── Excerpt to read

AOL Search Data Accidentally Released

1 comment

I realize this story has been out almost a week, but after thinking about the issues at hand a bit, I thought I’d share my thoughts with you.

Before I begin, though, if you haven’t already done so, you might want to take a look at the great blog entries made by Kent Lewis at the SES meetings in San Jose. Thanks a lot, Kent!

In case you hadn’t heard, or your brain is like mine and tends to dump data after a few days of knocking around in the dark expanse of my brain, AOL posted a lot of search info from about 650,000 users a couple of weeks ago and, before they could pull the data off the site, others had copied it onto other websites, and it became a news item. According to AOL, the error came as part of an “outreach” to academics, although not a lot of details were given.

────
── Dataset excerpts

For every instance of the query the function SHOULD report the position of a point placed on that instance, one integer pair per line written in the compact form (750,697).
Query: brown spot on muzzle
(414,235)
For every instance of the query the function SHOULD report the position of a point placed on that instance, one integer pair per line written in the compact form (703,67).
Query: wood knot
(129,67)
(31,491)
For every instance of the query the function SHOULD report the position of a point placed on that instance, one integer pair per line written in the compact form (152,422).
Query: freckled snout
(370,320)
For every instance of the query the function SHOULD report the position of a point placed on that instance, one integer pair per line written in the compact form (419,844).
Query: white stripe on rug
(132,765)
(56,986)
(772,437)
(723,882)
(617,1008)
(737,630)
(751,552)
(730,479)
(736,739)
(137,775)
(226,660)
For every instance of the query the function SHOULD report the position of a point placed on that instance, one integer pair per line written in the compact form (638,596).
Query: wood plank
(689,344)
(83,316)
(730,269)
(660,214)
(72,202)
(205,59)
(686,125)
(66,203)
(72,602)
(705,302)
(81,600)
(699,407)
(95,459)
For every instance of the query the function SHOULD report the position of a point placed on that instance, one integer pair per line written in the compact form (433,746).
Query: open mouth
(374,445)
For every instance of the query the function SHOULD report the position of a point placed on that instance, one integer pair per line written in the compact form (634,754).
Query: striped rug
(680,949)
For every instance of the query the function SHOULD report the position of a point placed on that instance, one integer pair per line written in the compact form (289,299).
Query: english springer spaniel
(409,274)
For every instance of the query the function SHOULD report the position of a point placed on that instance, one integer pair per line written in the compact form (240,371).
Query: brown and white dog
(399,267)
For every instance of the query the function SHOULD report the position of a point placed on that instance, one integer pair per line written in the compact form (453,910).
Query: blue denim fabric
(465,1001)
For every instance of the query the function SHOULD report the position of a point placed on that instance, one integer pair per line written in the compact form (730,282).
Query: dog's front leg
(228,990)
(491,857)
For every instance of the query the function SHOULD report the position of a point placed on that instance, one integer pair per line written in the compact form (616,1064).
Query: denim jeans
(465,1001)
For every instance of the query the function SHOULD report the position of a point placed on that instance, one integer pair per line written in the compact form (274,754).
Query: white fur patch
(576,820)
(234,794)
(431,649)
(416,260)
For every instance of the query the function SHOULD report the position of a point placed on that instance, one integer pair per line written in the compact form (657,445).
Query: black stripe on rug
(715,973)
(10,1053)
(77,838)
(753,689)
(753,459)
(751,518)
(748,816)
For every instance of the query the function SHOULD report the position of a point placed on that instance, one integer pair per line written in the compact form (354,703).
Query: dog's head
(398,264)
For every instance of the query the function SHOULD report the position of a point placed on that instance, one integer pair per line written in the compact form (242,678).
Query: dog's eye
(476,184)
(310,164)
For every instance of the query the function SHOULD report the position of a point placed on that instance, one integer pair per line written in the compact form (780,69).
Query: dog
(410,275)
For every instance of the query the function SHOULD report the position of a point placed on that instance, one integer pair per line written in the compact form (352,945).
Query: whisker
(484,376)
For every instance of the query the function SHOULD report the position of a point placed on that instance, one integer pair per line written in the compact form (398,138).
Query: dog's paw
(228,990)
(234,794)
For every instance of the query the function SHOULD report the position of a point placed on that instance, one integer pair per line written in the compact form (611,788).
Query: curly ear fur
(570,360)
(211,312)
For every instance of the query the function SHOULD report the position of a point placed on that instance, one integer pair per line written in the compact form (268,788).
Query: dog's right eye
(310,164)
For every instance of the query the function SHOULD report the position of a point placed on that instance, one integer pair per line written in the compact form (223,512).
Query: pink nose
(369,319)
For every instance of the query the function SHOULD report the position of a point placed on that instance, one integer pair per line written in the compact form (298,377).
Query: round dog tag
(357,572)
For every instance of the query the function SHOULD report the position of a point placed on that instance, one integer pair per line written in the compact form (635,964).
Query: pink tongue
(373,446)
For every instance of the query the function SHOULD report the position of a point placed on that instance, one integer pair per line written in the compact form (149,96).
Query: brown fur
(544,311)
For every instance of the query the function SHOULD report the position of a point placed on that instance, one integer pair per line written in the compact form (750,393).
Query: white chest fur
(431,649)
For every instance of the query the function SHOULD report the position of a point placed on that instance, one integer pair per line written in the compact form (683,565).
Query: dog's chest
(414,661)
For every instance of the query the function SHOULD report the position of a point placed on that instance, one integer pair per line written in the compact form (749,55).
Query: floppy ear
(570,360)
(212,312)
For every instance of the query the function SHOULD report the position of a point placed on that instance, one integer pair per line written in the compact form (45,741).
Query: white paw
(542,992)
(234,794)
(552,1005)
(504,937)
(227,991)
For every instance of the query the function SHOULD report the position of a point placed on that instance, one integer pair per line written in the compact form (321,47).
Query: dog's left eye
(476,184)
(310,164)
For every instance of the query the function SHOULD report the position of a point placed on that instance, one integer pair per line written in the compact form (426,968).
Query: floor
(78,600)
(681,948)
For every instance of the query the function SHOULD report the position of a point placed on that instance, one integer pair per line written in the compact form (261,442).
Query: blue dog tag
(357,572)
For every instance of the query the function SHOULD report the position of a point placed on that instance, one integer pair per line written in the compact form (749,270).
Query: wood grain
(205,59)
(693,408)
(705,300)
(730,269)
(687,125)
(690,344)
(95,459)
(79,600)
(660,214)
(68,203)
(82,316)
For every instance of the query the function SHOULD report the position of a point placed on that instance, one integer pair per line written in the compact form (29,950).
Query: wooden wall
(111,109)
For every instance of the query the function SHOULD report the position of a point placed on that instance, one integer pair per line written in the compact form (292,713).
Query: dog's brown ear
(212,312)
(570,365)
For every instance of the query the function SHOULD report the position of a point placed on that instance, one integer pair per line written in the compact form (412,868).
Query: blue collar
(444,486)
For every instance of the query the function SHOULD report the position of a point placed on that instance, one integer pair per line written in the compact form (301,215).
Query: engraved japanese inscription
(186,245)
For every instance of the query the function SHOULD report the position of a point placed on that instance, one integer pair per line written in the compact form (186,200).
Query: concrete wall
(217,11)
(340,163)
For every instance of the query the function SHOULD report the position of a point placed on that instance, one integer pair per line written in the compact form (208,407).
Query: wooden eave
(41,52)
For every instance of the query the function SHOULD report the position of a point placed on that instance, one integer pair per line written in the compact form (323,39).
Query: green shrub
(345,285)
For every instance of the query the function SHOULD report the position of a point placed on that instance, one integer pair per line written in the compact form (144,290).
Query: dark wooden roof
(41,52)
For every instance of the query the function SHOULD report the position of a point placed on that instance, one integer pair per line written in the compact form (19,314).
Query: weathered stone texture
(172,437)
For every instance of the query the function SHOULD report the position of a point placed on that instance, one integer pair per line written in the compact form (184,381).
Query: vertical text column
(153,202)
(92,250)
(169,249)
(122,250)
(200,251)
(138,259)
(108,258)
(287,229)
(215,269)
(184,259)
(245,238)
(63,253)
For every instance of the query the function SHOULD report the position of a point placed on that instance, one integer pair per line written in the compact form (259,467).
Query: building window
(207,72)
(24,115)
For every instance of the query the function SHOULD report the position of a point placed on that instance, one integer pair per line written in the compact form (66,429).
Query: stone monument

────

## Aim
Please answer these questions using the AOL search data post:
1. Whose blog entries does the writer suggest reading, and from which meetings?
2. About how many users' search information did AOL post?
3. According to AOL, what was the error part of?

## Solution to the exercise
1. Kent Lewis, from the SES meetings in San Jose.
2. About 650,000 users.
3. An "outreach" to academics.